Directions for this task: When the line containing "the window in" is found in the data below, copy it and each line after it through the line containing "the jacket zipper", exactly and with no others.

Exercise inputs:
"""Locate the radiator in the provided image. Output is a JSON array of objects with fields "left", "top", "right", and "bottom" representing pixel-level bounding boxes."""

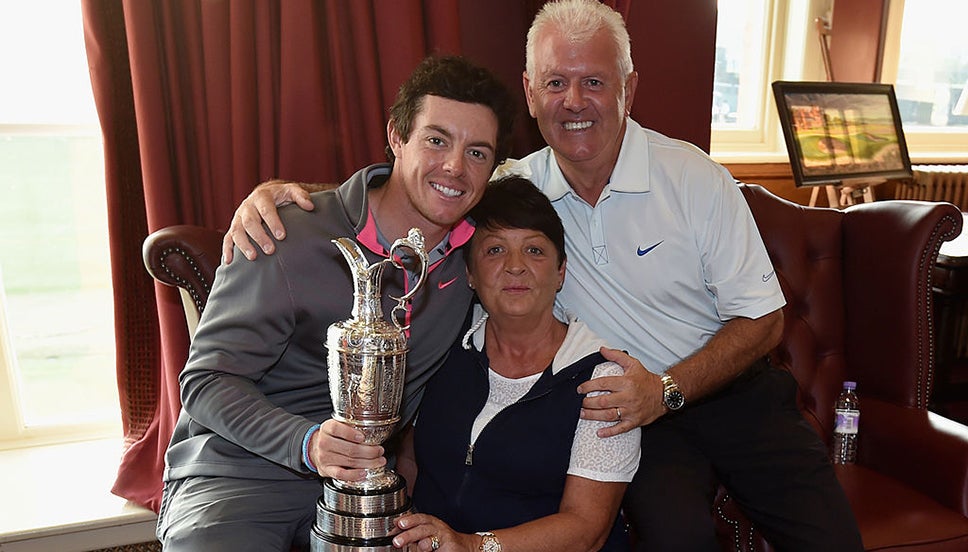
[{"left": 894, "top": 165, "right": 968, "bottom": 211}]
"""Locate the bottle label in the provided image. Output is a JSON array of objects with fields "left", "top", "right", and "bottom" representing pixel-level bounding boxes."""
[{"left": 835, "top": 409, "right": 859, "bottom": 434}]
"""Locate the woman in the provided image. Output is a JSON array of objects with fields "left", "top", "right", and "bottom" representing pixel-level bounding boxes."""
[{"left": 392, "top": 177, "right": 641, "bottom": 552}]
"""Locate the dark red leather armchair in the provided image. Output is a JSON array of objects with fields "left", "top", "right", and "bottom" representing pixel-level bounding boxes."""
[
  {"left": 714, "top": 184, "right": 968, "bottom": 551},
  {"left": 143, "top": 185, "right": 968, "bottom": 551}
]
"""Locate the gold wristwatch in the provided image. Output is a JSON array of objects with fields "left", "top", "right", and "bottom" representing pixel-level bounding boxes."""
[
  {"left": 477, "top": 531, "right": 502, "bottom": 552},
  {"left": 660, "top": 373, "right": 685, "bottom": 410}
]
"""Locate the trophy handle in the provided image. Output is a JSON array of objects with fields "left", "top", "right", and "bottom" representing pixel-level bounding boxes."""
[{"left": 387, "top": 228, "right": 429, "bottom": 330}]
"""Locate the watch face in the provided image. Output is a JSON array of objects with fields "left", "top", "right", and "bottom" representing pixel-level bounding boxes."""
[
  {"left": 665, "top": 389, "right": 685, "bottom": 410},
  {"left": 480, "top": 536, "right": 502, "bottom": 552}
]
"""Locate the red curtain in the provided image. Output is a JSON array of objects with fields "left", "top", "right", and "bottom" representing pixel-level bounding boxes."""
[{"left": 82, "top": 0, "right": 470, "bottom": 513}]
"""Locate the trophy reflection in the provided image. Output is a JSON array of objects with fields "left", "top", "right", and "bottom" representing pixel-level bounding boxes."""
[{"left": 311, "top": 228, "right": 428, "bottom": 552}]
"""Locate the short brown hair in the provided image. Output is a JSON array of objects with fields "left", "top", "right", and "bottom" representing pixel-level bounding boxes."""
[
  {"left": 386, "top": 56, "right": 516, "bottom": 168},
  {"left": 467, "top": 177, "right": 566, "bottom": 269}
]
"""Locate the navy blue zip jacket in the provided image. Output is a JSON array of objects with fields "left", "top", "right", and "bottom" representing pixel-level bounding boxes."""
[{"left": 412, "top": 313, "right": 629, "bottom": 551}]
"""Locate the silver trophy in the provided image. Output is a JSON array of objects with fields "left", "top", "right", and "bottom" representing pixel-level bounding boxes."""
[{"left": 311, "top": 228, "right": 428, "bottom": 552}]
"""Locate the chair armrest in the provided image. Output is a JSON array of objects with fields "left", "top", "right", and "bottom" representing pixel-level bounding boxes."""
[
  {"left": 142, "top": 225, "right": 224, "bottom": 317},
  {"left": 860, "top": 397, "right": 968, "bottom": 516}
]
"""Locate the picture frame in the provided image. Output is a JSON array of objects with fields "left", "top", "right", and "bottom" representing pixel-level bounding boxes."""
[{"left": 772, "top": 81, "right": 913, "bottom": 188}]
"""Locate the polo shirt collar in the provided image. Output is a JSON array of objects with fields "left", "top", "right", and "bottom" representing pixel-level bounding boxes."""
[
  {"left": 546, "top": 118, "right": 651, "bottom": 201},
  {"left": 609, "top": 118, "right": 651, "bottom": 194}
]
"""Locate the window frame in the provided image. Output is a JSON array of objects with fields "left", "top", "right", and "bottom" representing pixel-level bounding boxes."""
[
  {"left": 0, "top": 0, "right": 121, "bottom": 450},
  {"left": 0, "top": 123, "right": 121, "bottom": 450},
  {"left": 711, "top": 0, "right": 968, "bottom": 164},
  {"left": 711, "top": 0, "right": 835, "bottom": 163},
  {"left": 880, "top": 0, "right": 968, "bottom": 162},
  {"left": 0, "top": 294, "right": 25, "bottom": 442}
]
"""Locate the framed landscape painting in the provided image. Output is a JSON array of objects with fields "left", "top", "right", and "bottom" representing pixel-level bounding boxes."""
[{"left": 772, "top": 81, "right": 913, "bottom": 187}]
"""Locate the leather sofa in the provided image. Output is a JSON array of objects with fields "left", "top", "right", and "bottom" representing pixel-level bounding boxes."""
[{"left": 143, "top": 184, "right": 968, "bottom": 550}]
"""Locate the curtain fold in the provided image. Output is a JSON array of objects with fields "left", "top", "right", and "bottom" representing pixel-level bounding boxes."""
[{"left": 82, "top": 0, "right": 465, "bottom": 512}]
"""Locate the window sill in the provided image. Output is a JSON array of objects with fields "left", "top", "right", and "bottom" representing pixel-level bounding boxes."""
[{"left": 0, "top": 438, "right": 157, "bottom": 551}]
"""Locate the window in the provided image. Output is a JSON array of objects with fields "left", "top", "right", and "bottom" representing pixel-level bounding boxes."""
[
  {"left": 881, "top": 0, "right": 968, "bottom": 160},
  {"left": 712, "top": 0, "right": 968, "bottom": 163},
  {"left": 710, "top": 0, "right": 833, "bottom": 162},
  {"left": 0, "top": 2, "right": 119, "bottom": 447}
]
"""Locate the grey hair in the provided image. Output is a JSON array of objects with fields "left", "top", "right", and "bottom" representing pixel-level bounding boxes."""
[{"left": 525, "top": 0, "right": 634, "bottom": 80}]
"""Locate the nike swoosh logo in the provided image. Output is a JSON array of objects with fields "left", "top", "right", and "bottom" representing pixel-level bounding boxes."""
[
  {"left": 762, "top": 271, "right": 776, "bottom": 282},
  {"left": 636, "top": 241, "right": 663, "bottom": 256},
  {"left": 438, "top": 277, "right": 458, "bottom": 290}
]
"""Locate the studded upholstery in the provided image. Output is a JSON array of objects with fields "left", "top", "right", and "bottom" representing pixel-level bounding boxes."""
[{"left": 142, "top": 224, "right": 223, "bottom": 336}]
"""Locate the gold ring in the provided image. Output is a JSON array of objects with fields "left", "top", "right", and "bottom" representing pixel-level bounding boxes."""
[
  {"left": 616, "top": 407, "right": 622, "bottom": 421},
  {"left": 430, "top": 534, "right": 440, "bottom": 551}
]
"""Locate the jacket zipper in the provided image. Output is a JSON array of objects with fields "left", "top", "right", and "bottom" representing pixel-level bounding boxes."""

--

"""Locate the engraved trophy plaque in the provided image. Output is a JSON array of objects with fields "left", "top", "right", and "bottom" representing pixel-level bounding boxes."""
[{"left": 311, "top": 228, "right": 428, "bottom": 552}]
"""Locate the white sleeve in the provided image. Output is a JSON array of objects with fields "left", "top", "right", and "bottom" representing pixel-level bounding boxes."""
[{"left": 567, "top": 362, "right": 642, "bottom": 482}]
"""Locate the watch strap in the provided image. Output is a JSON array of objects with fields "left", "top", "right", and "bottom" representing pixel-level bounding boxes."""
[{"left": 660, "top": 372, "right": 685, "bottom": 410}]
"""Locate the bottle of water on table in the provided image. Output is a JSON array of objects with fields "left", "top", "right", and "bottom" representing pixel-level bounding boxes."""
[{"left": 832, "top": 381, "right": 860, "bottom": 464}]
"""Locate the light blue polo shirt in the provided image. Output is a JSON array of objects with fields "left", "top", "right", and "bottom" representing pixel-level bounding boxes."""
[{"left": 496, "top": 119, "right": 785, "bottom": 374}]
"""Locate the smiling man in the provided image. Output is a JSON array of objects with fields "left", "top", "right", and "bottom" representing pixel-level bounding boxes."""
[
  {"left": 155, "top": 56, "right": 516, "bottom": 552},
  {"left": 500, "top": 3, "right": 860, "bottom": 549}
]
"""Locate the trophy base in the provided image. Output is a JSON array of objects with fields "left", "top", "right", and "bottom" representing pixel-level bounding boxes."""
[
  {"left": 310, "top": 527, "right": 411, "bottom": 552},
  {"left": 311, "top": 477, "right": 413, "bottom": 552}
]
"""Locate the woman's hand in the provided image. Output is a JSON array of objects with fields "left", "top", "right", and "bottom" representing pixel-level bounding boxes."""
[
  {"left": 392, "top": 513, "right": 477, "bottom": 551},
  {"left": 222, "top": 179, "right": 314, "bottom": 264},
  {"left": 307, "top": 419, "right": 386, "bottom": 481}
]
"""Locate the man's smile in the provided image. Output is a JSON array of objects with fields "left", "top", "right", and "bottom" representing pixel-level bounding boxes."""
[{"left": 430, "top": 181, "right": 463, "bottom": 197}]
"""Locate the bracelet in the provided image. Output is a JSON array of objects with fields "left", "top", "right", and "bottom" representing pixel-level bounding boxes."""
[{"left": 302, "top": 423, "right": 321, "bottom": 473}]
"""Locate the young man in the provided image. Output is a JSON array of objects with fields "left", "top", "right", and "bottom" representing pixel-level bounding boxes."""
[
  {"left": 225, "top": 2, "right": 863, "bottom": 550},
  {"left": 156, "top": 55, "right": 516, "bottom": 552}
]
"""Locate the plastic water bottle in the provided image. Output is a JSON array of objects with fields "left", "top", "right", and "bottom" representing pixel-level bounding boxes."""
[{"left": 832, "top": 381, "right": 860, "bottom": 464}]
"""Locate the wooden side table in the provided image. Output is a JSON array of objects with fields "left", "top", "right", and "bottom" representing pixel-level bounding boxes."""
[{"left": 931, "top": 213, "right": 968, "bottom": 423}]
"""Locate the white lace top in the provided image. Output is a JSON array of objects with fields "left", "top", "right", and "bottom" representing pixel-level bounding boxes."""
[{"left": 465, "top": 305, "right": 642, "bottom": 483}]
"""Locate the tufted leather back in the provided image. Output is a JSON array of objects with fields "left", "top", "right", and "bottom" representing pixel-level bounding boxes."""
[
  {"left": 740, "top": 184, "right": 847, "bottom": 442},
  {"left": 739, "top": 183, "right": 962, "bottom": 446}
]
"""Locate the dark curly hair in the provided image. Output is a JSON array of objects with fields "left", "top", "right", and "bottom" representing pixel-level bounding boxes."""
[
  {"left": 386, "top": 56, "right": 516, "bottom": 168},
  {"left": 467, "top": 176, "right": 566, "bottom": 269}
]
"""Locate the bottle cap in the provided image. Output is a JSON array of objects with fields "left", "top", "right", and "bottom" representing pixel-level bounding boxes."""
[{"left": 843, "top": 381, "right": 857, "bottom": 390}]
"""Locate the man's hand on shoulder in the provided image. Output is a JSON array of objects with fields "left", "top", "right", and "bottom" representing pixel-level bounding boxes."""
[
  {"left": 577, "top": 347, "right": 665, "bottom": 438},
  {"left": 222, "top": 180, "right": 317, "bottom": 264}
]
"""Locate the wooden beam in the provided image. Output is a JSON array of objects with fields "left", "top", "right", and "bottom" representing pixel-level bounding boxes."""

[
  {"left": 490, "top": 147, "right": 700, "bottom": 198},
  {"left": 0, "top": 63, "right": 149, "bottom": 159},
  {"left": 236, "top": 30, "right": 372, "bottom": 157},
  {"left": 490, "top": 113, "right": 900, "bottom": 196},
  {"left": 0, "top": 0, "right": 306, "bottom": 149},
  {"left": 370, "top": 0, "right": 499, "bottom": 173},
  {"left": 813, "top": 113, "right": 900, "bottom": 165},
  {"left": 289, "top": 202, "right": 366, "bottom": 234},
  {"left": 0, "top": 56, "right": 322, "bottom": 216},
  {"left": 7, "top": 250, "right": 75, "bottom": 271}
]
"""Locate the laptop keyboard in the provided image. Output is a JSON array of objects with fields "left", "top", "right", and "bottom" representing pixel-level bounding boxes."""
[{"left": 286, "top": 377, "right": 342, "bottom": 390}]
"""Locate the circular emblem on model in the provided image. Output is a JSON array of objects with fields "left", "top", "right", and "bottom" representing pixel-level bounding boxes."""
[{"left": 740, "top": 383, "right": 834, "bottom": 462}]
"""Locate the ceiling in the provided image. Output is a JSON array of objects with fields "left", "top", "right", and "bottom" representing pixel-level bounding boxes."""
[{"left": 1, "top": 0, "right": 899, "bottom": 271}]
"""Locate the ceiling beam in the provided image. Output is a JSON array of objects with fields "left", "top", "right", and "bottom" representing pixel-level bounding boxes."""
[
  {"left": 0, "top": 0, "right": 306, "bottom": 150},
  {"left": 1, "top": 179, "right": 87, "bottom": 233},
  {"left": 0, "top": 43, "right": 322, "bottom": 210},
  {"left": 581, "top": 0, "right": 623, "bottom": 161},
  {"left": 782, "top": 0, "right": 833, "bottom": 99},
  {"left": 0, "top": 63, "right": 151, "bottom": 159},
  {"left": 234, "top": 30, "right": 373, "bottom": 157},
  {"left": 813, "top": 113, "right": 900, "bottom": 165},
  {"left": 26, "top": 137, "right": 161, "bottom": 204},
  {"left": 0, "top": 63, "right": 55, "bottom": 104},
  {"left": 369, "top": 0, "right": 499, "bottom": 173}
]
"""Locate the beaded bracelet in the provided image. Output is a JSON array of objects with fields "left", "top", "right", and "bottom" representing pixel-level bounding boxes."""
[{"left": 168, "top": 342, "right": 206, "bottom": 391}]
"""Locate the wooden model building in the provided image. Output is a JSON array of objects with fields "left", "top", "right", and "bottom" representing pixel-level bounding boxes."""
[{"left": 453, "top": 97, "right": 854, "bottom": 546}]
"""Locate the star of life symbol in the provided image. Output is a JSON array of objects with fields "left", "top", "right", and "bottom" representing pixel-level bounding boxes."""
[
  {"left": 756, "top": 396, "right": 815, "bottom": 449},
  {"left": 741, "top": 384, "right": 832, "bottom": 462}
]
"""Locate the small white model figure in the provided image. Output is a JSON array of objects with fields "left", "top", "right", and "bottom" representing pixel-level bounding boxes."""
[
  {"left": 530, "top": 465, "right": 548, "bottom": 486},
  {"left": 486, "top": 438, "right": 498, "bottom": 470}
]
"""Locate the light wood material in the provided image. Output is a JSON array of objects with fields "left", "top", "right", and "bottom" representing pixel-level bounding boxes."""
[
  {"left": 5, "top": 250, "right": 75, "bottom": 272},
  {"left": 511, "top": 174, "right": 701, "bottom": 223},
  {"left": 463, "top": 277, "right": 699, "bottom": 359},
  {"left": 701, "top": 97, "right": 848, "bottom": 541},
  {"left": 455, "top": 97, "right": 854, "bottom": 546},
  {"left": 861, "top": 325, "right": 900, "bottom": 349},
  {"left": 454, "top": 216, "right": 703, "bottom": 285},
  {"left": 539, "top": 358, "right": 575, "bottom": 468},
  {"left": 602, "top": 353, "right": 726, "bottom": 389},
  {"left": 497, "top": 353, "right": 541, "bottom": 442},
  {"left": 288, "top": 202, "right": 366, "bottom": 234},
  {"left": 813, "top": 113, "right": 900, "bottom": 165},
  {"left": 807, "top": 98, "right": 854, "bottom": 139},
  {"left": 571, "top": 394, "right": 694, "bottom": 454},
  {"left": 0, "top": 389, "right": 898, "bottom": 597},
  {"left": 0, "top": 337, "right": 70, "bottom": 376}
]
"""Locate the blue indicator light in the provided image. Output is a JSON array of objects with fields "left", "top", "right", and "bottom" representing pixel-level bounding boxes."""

Solution to this problem:
"""Locate the window in the provided image. Output is a JSON array of objects with fields "left", "top", "right", and "bottom" representing pixel-level bounding boxes."""
[
  {"left": 881, "top": 0, "right": 968, "bottom": 160},
  {"left": 712, "top": 0, "right": 968, "bottom": 163},
  {"left": 710, "top": 0, "right": 833, "bottom": 162},
  {"left": 0, "top": 2, "right": 119, "bottom": 447}
]
"""Locate the grey hair in the provided image. Output is a JSON array of objects with fields "left", "top", "right", and "bottom" representing pixel-level bounding boxes."""
[{"left": 525, "top": 0, "right": 634, "bottom": 80}]
"""Locate the nike swoosh logo in the provided image. Output is a JSON array of objects with fields "left", "top", "right", and "bottom" representing pixel-level bounding boxes."""
[
  {"left": 762, "top": 271, "right": 776, "bottom": 282},
  {"left": 636, "top": 241, "right": 663, "bottom": 256},
  {"left": 438, "top": 277, "right": 458, "bottom": 290}
]
"""Locate the studded upholstery in the provided image. Output is a JSON array of objects with fields "left", "top", "right", and "bottom" representing pixel-level bounding boxes."""
[{"left": 142, "top": 224, "right": 223, "bottom": 336}]
"""Locate the gold ring in the provided image. Output is a JSON array of objects with fields "left", "top", "right", and "bottom" representing pixel-level bounding boxes."""
[
  {"left": 616, "top": 407, "right": 622, "bottom": 421},
  {"left": 430, "top": 534, "right": 440, "bottom": 551}
]
"""Locate the jacket zipper in the provided image. Output is a JSON array of objects with fields "left", "top", "right", and "bottom" representing pixel-level bounding boxes."""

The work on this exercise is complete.